--- begin ---

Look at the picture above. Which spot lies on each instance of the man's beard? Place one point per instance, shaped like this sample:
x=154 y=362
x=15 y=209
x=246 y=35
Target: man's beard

--- end ---

*YOUR OBJECTIVE*. Rewrite the material with every "beard" changed to "mustache", leaving everything else unchanged.

*TASK RESPONSE*.
Look at the picture above. Which spot lies on each instance of the man's mustache? Place one point per instance, shaped like this sample:
x=154 y=362
x=15 y=209
x=246 y=35
Target: man's mustache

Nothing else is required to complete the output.